Task instructions: Omit the pictures and output every entry below exactly as written.

Given entries:
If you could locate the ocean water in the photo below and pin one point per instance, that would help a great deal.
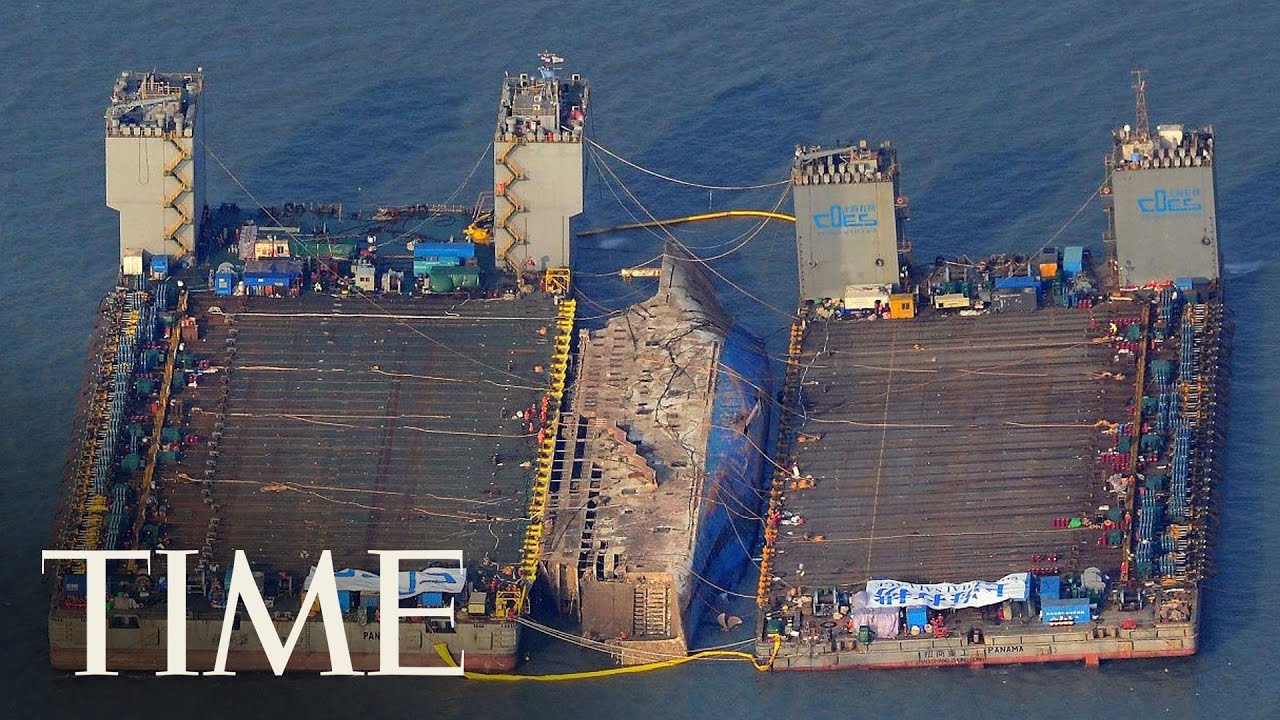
(1001, 115)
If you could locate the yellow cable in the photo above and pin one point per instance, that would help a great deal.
(720, 215)
(443, 651)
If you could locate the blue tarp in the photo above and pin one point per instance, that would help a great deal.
(1073, 259)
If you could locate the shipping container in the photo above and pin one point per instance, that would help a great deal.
(1018, 282)
(1073, 260)
(224, 285)
(365, 277)
(865, 296)
(447, 279)
(1015, 301)
(951, 301)
(440, 251)
(917, 618)
(901, 306)
(1072, 609)
(1051, 587)
(132, 263)
(159, 267)
(74, 586)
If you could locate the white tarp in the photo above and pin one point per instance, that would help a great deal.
(976, 593)
(411, 583)
(881, 620)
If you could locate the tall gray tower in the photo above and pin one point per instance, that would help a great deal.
(155, 160)
(1159, 197)
(538, 171)
(849, 214)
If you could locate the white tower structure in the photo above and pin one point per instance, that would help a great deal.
(155, 162)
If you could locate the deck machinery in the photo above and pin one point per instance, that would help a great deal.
(287, 420)
(978, 481)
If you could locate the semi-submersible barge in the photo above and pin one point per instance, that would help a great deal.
(1028, 482)
(977, 461)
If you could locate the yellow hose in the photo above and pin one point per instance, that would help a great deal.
(720, 215)
(443, 651)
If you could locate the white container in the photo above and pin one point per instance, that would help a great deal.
(132, 263)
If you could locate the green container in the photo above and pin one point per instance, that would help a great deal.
(457, 277)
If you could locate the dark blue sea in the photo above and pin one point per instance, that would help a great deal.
(1001, 114)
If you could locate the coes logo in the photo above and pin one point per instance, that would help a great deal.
(846, 217)
(1168, 201)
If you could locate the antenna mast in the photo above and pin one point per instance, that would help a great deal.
(1139, 89)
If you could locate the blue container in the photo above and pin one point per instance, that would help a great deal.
(1051, 587)
(1069, 609)
(446, 250)
(1018, 282)
(224, 283)
(1073, 260)
(917, 618)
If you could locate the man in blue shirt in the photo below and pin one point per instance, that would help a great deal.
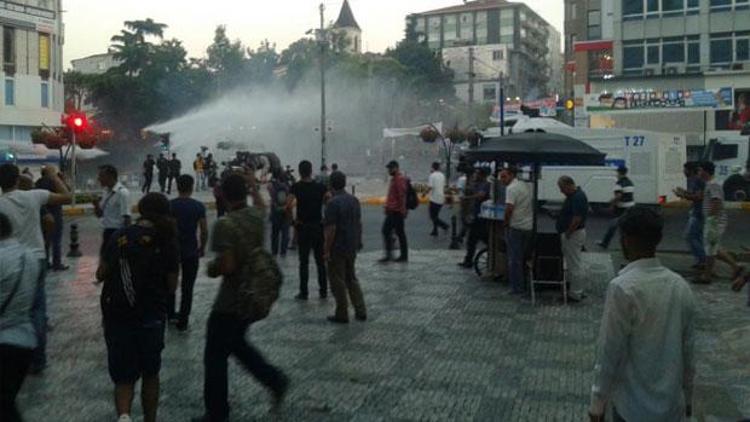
(190, 215)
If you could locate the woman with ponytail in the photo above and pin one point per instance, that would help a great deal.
(139, 268)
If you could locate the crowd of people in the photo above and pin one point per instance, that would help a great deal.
(143, 261)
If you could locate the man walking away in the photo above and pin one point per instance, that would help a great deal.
(343, 238)
(23, 209)
(19, 276)
(191, 217)
(480, 191)
(239, 231)
(148, 173)
(395, 214)
(714, 225)
(519, 222)
(199, 168)
(114, 207)
(436, 190)
(54, 240)
(162, 166)
(646, 333)
(309, 195)
(694, 229)
(571, 225)
(139, 269)
(175, 167)
(621, 203)
(278, 190)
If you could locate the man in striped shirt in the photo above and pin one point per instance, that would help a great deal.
(622, 202)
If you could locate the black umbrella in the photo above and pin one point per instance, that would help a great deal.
(536, 149)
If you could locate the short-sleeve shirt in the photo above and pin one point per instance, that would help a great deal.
(575, 205)
(22, 209)
(437, 187)
(240, 231)
(188, 212)
(344, 212)
(714, 191)
(310, 197)
(518, 194)
(115, 204)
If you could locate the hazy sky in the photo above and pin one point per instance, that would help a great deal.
(89, 24)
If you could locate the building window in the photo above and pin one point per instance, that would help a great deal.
(10, 92)
(489, 93)
(45, 95)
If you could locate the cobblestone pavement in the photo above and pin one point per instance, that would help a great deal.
(439, 345)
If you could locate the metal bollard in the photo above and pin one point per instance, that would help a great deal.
(74, 251)
(455, 244)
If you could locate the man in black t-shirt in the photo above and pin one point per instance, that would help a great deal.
(309, 196)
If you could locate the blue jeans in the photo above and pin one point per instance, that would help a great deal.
(694, 237)
(39, 318)
(517, 242)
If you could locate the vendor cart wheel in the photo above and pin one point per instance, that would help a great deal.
(482, 262)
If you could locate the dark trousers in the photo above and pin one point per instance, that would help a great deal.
(147, 183)
(189, 270)
(14, 365)
(55, 240)
(226, 336)
(311, 239)
(394, 222)
(279, 235)
(435, 217)
(162, 182)
(477, 232)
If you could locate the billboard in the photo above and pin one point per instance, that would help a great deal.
(651, 99)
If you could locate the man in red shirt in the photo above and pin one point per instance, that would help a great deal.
(395, 214)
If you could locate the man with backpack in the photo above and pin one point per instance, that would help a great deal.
(238, 242)
(278, 190)
(395, 214)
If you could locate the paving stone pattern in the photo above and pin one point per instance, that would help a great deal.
(439, 345)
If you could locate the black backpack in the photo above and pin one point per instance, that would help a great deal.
(134, 276)
(412, 200)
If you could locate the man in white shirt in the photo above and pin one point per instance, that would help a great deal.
(114, 207)
(519, 222)
(23, 210)
(645, 364)
(436, 190)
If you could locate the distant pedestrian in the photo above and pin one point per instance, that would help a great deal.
(478, 228)
(436, 190)
(714, 225)
(571, 225)
(280, 214)
(190, 216)
(148, 173)
(622, 201)
(646, 334)
(343, 238)
(234, 235)
(309, 195)
(162, 166)
(519, 222)
(175, 167)
(23, 210)
(694, 229)
(395, 214)
(114, 207)
(200, 172)
(53, 241)
(20, 274)
(139, 269)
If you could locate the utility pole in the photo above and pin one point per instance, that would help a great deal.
(471, 85)
(322, 40)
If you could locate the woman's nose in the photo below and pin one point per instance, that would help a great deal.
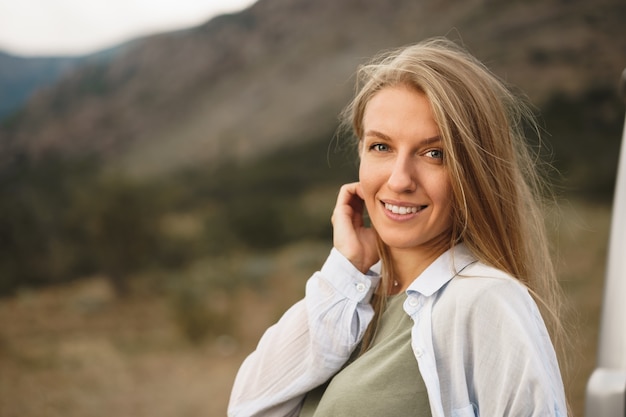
(402, 177)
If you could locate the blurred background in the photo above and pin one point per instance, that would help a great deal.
(164, 196)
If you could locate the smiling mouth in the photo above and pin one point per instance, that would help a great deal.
(403, 209)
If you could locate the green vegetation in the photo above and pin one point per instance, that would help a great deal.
(62, 219)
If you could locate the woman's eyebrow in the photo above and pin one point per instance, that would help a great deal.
(380, 135)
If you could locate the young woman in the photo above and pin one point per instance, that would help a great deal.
(439, 307)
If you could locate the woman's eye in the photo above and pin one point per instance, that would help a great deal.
(435, 153)
(379, 147)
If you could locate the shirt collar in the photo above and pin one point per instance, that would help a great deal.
(442, 270)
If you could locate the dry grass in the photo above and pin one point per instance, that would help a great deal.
(76, 350)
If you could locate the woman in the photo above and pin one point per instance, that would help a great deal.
(428, 311)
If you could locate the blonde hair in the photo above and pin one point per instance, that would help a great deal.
(497, 186)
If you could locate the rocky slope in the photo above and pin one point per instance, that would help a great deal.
(278, 73)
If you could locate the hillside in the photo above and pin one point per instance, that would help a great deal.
(245, 84)
(20, 77)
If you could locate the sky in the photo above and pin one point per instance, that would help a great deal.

Written reply:
If you could locate the ocean water in the photo below and pin one point per instance, that would help a great deal.
(1001, 115)
If you could locate the yellow cable in the photo above and pin one point per instance, that would help a great deal.
(720, 215)
(443, 651)
If you could locate the blue tarp in the photo above and pin one point per instance, that would help a great deal.
(1073, 259)
If you could locate the shipping container in the photo above and pin one point per instance, that would help a great deal.
(1018, 282)
(1073, 260)
(224, 285)
(365, 277)
(865, 296)
(447, 279)
(1015, 301)
(951, 301)
(440, 251)
(917, 618)
(901, 306)
(1072, 609)
(1051, 587)
(132, 263)
(159, 267)
(74, 586)
If you could locate the white tarp in the photo above and pin one point per instance, that would help a great deal.
(976, 593)
(411, 583)
(881, 620)
If you could locate the tall gray tower in the photo above and pin one point per instance, that would help a great deal.
(155, 160)
(1159, 197)
(538, 171)
(849, 214)
If you could locate the white tower structure in the photo above and pin one point per instance, that would help a great deal.
(155, 162)
If you could locate the deck machinery in the photo above and pin one point per instance, that would help a great deal.
(287, 420)
(978, 481)
If you could locate the semi-submersible barge in the photo above and pin one point per instance, that would help a great deal.
(1028, 482)
(977, 461)
If you could locate the yellow hose in the photo above and pin one point per instance, that would help a great deal.
(720, 215)
(443, 651)
If you could locate the white container in the photo above and pin one point per instance, that would help a great deal.
(132, 263)
If you could locate the green container in the photo above and pin one point per instance, that would help a great deal.
(457, 277)
If you could locate the dark blue sea in the photo above and pin one point per instance, that would help a great deal.
(1001, 114)
If you could locate the coes logo in the photo above and pin one point per instance, that would help a great deal.
(846, 217)
(1168, 201)
If you could locate the antenna mast in the photo above and pin one point per instance, that would help a great deal.
(1139, 89)
If you could locate the blue container in the photo above and pin one point per instance, that would help a great deal.
(1051, 587)
(1069, 609)
(446, 250)
(1018, 282)
(224, 283)
(1073, 260)
(917, 618)
If you could locate the man in blue shirt in the photo below and pin one point per instance, that would help a great deal.
(190, 215)
If you could locate the woman with ponytail in the photo above and pin one point per instance, that would help a great deal.
(139, 268)
If you could locate the crowd of people in the photo above and pin one point per instance, that would help a great deal.
(143, 261)
If you could locate the man walking away in the photo above and pin one point per instance, that would help a great deal.
(343, 238)
(23, 209)
(19, 276)
(191, 217)
(480, 191)
(239, 231)
(148, 173)
(395, 214)
(714, 225)
(519, 222)
(199, 168)
(114, 207)
(436, 190)
(54, 240)
(162, 166)
(646, 333)
(309, 195)
(694, 229)
(571, 225)
(139, 269)
(175, 167)
(621, 203)
(278, 190)
If you could locate the man in striped shirt in the photo above and pin one point per instance, that would help a great deal.
(622, 202)
If you could locate the black umbrella in the photo above and pin one point per instance, that would help a great deal.
(536, 149)
If you could locate the short-sleeve shirt in the photo above and pin one point per instance, that would help a great deal.
(575, 205)
(22, 209)
(437, 187)
(240, 231)
(188, 212)
(344, 212)
(714, 191)
(310, 197)
(518, 194)
(115, 204)
If you could locate the hazy sky in the photo above and pin one point per instance, that would help a great deal.
(89, 24)
If you could locate the building window in the photo above and pin one point per instance, that would help a great deal.
(10, 92)
(489, 93)
(45, 95)
If you could locate the cobblestone pavement in the photo above and pin one point per instance, that would help a great deal.
(439, 345)
If you could locate the metal bollard in the photo above and pin one point per instance, that would help a great deal.
(74, 251)
(455, 244)
If you could locate the man in black t-shirt in the photo above and pin one point per instance, that would help a great deal.
(309, 196)
If you could locate the blue jeans in the photo above and pin one point per instance, that would help a great deal.
(694, 237)
(39, 318)
(517, 242)
If you could locate the vendor cart wheel in the photo above and pin one point per instance, that would help a great deal.
(482, 262)
If you could locate the dark trousers in the photo above and pin one point per instance, that would help a great deal.
(147, 183)
(189, 270)
(14, 365)
(55, 240)
(226, 336)
(311, 239)
(394, 222)
(279, 235)
(435, 217)
(162, 182)
(477, 232)
If you could locate the billboard in the photo above and pin one point per instance, that would help a great deal.
(651, 99)
If you could locate the man in red shirt in the photo above and pin one point per instance, that would help a great deal.
(395, 214)
If you could locate the man with backpack in the photo above and pin one point per instance, that would help a great deal.
(238, 242)
(278, 190)
(395, 214)
If you could locate the paving stone pattern in the photo above and pin one point per instance, that would help a great deal.
(439, 345)
If you could locate the black backpack in the photo above and pin one point per instance, that would help a great deal.
(134, 276)
(412, 200)
If you could locate the man in white shirt in the photo above and pin one point per instance, that would help a great deal.
(114, 207)
(519, 222)
(23, 210)
(645, 364)
(436, 190)
If you could locate the distant pedestrian in the photo above and pin one point per instance, that would help a great deal.
(478, 228)
(436, 190)
(714, 225)
(571, 225)
(280, 214)
(190, 216)
(148, 173)
(622, 201)
(646, 334)
(343, 238)
(234, 235)
(309, 195)
(162, 166)
(519, 222)
(175, 167)
(23, 210)
(694, 229)
(395, 214)
(114, 207)
(200, 172)
(53, 241)
(20, 274)
(139, 269)
If you could locate the utility pole in the photo above and pin one point per instance, that would help a great deal.
(471, 85)
(322, 40)
If you could locate the woman's nose in the photo below and pin one point per instance, that would help a great deal.
(402, 177)
If you could locate the blurred background in the photo above and pin one point per instance, that would help a great deal.
(164, 196)
If you could locate the smiling mouth in the photo above and pin one point per instance, that would help a great deal.
(403, 209)
If you could locate the green vegetation in the photo above and pin one point per instance, that would help a great deal.
(62, 219)
If you could locate the woman's eyebrow in the photo above and pin one point per instance, that would help a great deal.
(380, 135)
If you could locate the young woman in the photo above and pin one point per instance, that would help a great deal.
(439, 307)
If you could locate the woman's eye in the photo above and pin one point per instance, that would help a great deal.
(435, 153)
(379, 147)
If you could locate the shirt collar in the photo above and pin one point per instance, that would help a great deal.
(442, 270)
If you could locate the dry grass in the photo above and pin one point per instance, that would help a great deal.
(76, 350)
If you could locate the woman in the photo above and pin one point per instance, that would help a great deal.
(428, 311)
If you could locate the blonde hair in the photo above and pin one point per instance, that would help a great deal.
(497, 186)
If you could locate the rocky slope in the photo above and pin one point per instance, that would help a great deal.
(278, 73)
If you could locate the hillside in the photo above and pin one point per instance, that would help a great deal.
(245, 84)
(20, 77)
If you could locate the sky in the photo above and pin one point per instance, that would help a great deal.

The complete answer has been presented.